**What the task requires**: An exact copy of all the entries below is what this task needs.

Excerpted records START

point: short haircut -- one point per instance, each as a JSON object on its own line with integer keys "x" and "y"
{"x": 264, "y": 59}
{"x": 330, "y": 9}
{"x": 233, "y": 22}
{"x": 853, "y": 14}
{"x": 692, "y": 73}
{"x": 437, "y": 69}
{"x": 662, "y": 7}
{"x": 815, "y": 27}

Excerpted records END

**Answer section**:
point: short haircut -- one point per instance, each as a JSON object on its own line with integer keys "x" and "y"
{"x": 264, "y": 59}
{"x": 330, "y": 9}
{"x": 233, "y": 22}
{"x": 853, "y": 14}
{"x": 692, "y": 73}
{"x": 437, "y": 69}
{"x": 662, "y": 7}
{"x": 815, "y": 27}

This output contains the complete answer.